**** Given information

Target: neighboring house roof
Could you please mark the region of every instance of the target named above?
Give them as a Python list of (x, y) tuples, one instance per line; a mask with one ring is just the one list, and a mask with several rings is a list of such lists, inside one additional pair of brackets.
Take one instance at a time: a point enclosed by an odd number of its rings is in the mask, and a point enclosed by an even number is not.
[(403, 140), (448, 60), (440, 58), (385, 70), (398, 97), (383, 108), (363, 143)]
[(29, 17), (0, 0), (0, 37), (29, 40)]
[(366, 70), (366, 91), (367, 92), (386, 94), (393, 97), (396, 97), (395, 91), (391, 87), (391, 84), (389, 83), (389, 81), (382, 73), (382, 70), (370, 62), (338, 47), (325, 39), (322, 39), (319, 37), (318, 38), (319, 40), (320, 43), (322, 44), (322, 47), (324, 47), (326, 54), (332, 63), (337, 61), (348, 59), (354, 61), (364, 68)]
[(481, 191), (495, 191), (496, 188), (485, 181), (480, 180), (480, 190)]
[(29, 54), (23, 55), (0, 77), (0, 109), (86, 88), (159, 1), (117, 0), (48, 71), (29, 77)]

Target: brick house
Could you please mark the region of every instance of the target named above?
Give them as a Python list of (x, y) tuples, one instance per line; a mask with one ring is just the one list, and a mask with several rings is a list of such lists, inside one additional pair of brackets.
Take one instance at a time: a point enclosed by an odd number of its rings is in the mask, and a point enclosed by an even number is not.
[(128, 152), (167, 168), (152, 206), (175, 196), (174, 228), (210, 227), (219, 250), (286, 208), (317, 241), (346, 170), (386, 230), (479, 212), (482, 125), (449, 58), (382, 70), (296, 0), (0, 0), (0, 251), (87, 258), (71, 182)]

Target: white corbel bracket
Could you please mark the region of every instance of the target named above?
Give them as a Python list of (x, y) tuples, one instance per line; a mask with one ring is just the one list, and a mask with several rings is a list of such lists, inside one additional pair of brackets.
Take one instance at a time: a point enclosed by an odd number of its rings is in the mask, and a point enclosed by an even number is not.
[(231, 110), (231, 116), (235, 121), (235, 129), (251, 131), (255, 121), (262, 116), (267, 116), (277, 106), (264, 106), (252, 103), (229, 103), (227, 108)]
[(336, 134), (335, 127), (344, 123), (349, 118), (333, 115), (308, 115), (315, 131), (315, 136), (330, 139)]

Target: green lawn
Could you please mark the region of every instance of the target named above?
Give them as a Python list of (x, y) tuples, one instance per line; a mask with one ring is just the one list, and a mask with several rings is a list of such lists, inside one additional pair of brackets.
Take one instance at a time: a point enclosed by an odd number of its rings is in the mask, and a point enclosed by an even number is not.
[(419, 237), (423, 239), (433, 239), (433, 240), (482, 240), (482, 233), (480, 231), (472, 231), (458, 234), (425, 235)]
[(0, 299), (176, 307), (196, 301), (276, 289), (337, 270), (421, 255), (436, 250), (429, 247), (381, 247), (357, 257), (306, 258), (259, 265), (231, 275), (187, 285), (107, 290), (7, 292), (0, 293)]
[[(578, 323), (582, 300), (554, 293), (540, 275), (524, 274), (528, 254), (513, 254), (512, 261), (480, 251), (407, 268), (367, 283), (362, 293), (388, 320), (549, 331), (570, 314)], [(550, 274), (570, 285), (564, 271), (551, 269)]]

********

* [What the exercise asks] Could you copy every line from the start of the records through the line that contains "258), (71, 182)]", both included and requests kept, while adding -57 to each coordinate value in the answers?

* [Result of this task]
Target: neighboring house roof
Could you please mark the region of every instance of the target named above?
Give them as a Python list of (x, y) tuples, one instance per line; a mask with one ring is just the one list, and a mask with several rings is a list of such lists, inside one additional pair of brackets.
Take one instance at a time: a point enclosed by an odd number of its rings is in the mask, and a point enclosed by an even number is not.
[(346, 83), (391, 3), (383, 1), (328, 13), (341, 40), (326, 51), (306, 86)]
[(-28, -40), (-57, -57), (-57, -20), (-28, -17)]
[(309, 13), (309, 34), (310, 35), (329, 37), (336, 40), (339, 40), (338, 34), (334, 30), (334, 27), (332, 26), (332, 24), (325, 16), (325, 13), (313, 5), (281, -10), (268, -18), (265, -18), (262, -20), (261, -19), (262, -17), (263, -14), (265, -13), (265, -10), (267, -10), (269, -3), (275, 6), (280, 4), (291, 2), (297, 4), (307, 11)]
[(424, 134), (438, 134), (439, 131), (428, 124), (423, 123), (423, 133)]
[(-28, -3), (-34, -2), (-57, 20), (-57, 52), (29, 31), (102, -56), (60, -57), (-9, 14), (-28, 20)]

Target: brick house
Could you please mark the region of every instance of the target named above?
Give them as a Python list of (x, y) tuples, one instance per line; a mask with one ring is just the one list, and a mask with several rings is a list of such lists, inside one additional pair of brackets.
Take one instance at a time: a point enclosed by an odd number of its rings is in the mask, and a point enclosed by an even number is not.
[(71, 95), (110, 111), (95, 149), (118, 139), (117, 171), (153, 170), (162, 193), (229, 151), (260, 184), (289, 113), (329, 173), (422, 155), (425, 68), (392, 1), (325, 13), (239, -57), (-57, -57), (-57, 194), (30, 201), (14, 125)]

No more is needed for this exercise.